**ASSIGNMENT**
The data below should be restated word for word, pictures omitted.

(Beginning of INPUT RECORDS)

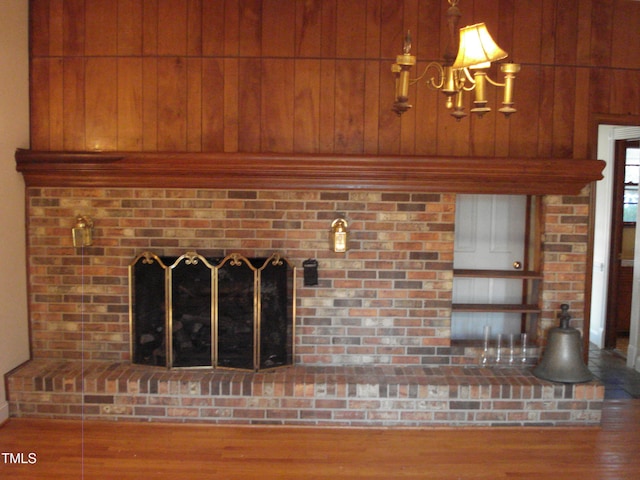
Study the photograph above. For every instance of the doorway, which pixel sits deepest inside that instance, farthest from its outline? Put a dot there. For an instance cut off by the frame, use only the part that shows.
(626, 174)
(602, 254)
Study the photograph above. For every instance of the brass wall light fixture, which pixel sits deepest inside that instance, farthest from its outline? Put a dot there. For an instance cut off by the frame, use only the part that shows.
(339, 235)
(82, 232)
(475, 53)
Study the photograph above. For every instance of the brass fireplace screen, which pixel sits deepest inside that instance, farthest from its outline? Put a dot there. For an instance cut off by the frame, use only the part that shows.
(192, 311)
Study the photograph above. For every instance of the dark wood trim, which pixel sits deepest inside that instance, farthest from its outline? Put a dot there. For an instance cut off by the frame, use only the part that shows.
(615, 250)
(534, 176)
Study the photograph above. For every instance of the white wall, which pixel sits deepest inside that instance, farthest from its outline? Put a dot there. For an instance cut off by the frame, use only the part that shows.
(14, 133)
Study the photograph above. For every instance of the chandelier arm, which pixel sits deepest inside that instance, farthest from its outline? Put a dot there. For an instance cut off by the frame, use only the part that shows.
(495, 84)
(431, 82)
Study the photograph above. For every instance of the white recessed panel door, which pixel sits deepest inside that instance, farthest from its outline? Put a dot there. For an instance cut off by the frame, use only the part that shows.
(489, 235)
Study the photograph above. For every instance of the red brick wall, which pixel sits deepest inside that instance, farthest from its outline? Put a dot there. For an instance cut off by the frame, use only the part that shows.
(386, 301)
(564, 259)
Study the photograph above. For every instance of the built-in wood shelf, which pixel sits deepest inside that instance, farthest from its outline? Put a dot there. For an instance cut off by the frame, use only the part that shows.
(495, 308)
(526, 275)
(533, 176)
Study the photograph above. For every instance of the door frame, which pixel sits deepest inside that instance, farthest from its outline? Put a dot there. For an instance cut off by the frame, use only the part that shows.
(618, 174)
(607, 131)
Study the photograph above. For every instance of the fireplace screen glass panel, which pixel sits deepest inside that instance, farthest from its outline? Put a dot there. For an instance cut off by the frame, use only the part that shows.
(192, 311)
(148, 300)
(276, 302)
(191, 287)
(236, 314)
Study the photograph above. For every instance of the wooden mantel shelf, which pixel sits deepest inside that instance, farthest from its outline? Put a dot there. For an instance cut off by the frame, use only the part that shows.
(308, 171)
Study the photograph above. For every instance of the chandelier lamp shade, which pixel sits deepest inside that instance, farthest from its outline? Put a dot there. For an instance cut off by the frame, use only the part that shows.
(463, 70)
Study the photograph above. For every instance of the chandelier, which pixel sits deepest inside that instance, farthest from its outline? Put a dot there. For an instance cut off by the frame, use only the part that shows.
(463, 70)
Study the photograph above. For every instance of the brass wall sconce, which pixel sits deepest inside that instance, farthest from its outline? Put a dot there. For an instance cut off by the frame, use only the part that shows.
(475, 53)
(82, 232)
(339, 235)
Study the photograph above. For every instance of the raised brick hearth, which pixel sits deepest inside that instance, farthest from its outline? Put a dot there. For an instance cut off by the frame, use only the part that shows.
(336, 396)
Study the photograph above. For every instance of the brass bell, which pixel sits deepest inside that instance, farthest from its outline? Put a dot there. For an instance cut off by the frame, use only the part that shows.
(562, 359)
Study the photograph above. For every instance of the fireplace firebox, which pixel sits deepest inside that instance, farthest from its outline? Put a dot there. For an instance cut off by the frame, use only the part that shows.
(197, 312)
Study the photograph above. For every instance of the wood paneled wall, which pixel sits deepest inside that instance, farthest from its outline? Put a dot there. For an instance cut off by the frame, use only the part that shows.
(314, 75)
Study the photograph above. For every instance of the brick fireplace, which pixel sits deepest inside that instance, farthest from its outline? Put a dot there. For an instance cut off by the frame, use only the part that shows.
(372, 338)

(End of INPUT RECORDS)

**TASK OUTPUT**
Study the photograph above. For every instance of the doorway, which pixel sits deepest inside that instance, farthest from its outline? Put a dot there. For an instance cut off by the frame, use only the part that shows.
(626, 174)
(602, 254)
Study the photograph above. For every instance of the brass wall light fixture, which pixel sits deepest inside that instance, farthest from its outline? Put a dot there. For an instance cut off by the frame, use only the part that shows.
(339, 235)
(82, 232)
(475, 53)
Study the photograph above. For every instance of the brass fireplace screen, which pixel sits deepest inside that instance, farthest from its outline? Put a dot there. For an instance cut off by the frame, use only the part that shows.
(192, 311)
Study the photograph above. For every instance of the dark wood trim, which pixel sits deepest inside that instance, farthest from its outline? Put a dot there. For an instance cut off by the frame, use only the part that shows.
(615, 250)
(534, 176)
Study the photograph above. For every instance of the white wall, which pixel sits deepest inside that instance, farthest from its outline? Put a dot there. For an instance cut off by the frame, use only the part that shows.
(14, 133)
Study the photograph above. For every instance of the chandelier arm, which pixel sits deepest inside that instance, farthest from its outline? Put a dot there. For an instance cut off by the frame, use only the part that shows.
(495, 84)
(431, 82)
Study the photograph above. For every instance of the white recessed panel door, which pixel sits deepest inside that instance, farthest from its outline? Put a dot there. For an instance cut off by the frame, use only the part that shows.
(489, 235)
Study the photograph above. For every instance of the red brick wall, which pixel sits deepest inside that instance, farthest from its outline? Put a dot there. For an instance cut off by the frame, use only the part that shows.
(386, 301)
(564, 259)
Study the photograph above. For every instance of the built-in wood shelf, which pixel sits deepest inside that instance, farthest from its outline? Put a dot there. For an instance cut off by the frame, use only the part that shows.
(495, 308)
(526, 275)
(533, 176)
Study the photograph above. For every instance of the door frame, which pixel sits deepest inside that instance, farthest from its outline? Put a dot there. For an instance cut off by the frame, use only the part that shows.
(618, 174)
(607, 131)
Study the photograph above. For every instance of the fireplace screen glass panel, which pixel sits deepest inside that instance, farthest from its outline? Put a dot there. For an instance cut off by the frame, use only the part that shows.
(192, 311)
(148, 300)
(276, 302)
(191, 287)
(236, 314)
Study the photograph above. For every instance of the wooden mantel shelf, which pixel sits deepest inside that instance, farthest from its outline? Put a dot there. For an instance cut off by the frame, use only the part that shows.
(308, 171)
Study the photograph above. For every instance of the chandelier lamp shade, which pixel sits deepest inside that instance, farthest from its outline? Put a dot there. For an instance cut off by the frame, use only the part that shows.
(463, 70)
Study the photograph above. For every instance of the chandelier, which pixel sits deepest inside that instance, farthest from its outline? Put a dot there. For an instance cut off by the frame, use only the part that shows.
(463, 70)
Study the photograph above. For every instance of the brass wall sconce, which pixel sits deepest inside that instance, farthest from its outline? Put a dot there. For an instance cut off by the frame, use only the part that shows.
(475, 53)
(82, 232)
(339, 235)
Study the photograph above. For every instance of the raised brick hearth, which pixel sits deepest inside that instance, farthest from its outline? Put a dot there. For an instance cut off by the frame, use only the part that shows.
(336, 396)
Study the photograph above. For every instance of the brass bell, which pixel sits deepest inside that instance, farthest from its outline? Put a dot there. For an instance cut off by the frame, use only the part that shows.
(562, 359)
Study the photograph above. For every instance of the fireplace firebox, which pixel sits deepest inside that instance, farthest from its outline? Put a dot there. For an instance cut off by the frame, use only the part that shows.
(197, 312)
Study the photograph above. For every instance of the wood paneled wall, which pixel sits deepest inside that instance, farthest from its outline? Put a dot there. For an instance cut off by the frame, use only the part that shows.
(314, 75)
Study the photograph above. For every instance of the brick fireplace, which pixel sits deepest inside that instance, farthest from its outline? Put a dot there. For an instance cut off by the frame, use only the part that shows.
(372, 338)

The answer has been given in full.